[BEGIN Selection]
Amnesty’s home page currently has links to articles titled “Stand with the woman accused of witchcraft in Ghana” and “Demand accountability in Tanzania,” but the Hamas report is nowhere to be found.
If you navigate to their page about Israel, you can only get there if you know where to click.
This is the title of the report’s release: “Sustainable peace requires international justice for all victims of all crimes in Israel and the Occupied Palestinian Territory.”
The first subheading is: “Israel’s ongoing genocide, apartheid and unlawful occupation.” It goes on for 11 paragraphs detailing those accusations, but the link to the report about Hamas is also somewhere in there.
Amnesty claims that the long delay is nothing unusual, as it is difficult to accurately document evidence in a war zone. But this did not stop them from issuing a nearly 300 page report accusing Israel of genocide over a year ago. Or a report last month titled, “Post-ceasefire: Israel’s genocide in the occupied Gaza Strip continues.”
[END Selection]
[BEGIN Entries]
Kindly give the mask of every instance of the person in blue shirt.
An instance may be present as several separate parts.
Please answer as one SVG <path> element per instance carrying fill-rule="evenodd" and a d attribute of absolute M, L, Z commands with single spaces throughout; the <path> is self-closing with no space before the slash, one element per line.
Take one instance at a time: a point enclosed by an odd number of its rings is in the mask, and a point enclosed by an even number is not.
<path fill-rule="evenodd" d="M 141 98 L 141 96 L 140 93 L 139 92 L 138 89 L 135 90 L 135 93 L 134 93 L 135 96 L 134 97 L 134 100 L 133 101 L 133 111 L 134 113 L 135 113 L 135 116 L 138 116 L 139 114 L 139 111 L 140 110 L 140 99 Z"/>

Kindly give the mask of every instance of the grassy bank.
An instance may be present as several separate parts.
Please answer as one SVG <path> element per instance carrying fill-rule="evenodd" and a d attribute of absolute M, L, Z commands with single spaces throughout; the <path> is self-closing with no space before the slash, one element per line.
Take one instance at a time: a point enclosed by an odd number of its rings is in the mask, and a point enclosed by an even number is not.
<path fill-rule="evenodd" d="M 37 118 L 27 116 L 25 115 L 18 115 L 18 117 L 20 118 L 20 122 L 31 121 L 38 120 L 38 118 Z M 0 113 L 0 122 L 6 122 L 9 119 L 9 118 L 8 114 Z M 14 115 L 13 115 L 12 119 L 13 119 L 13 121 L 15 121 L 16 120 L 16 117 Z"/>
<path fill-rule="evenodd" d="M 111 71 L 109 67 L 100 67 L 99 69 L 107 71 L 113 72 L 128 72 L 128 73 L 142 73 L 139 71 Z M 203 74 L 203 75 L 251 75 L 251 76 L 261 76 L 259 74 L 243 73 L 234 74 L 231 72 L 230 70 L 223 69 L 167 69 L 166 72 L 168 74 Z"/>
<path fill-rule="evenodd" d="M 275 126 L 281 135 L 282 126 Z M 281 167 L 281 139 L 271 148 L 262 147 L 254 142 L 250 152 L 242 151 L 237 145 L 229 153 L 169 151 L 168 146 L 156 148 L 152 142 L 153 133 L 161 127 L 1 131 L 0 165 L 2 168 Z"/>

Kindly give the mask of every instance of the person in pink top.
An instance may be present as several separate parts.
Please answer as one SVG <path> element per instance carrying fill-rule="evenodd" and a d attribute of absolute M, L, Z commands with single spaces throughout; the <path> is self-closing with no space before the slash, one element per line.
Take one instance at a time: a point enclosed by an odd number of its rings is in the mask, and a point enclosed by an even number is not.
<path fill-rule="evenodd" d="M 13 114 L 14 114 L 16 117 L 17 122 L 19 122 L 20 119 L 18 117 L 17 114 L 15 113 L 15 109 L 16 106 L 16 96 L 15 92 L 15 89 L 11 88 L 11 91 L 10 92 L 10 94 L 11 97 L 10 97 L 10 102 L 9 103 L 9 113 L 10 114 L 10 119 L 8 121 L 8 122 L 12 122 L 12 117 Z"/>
[END Entries]
#### Complete the following
a - According to the passage on Amnesty's Hamas report, why does Amnesty say the long delay is nothing unusual? Answer in one to three sentences.
b - Answer these questions from the passage on Amnesty's Hamas report:
(i) Which home-page article title mentions Ghana?
(ii) How many paragraphs follow the first subheading of the release?
(iii) About how many pages long was the report accusing Israel of genocide?
c - Decide whether each statement agrees with the passage on Amnesty's Hamas report. Answer yes or no, and quote the words of the passage that decide it.
(i) Amnesty's home page links to the Hamas report.
(ii) Amnesty issued its report accusing Israel of genocide more than a year ago.
(iii) The release title calls for international justice for all victims of all crimes.

#### Correct answers
a - Amnesty says the delay is nothing unusual because it is difficult to accurately document evidence in a war zone.

b -
(i) "Stand with the woman accused of witchcraft in Ghana"
(ii) 11 paragraphs
(iii) Nearly 300 pages

c -
(i) No: "but the Hamas report is nowhere to be found."
(ii) Yes: "issuing a nearly 300 page report accusing Israel of genocide over a year ago."
(iii) Yes: "Sustainable peace requires international justice for all victims of all crimes in Israel and the Occupied Palestinian Territory."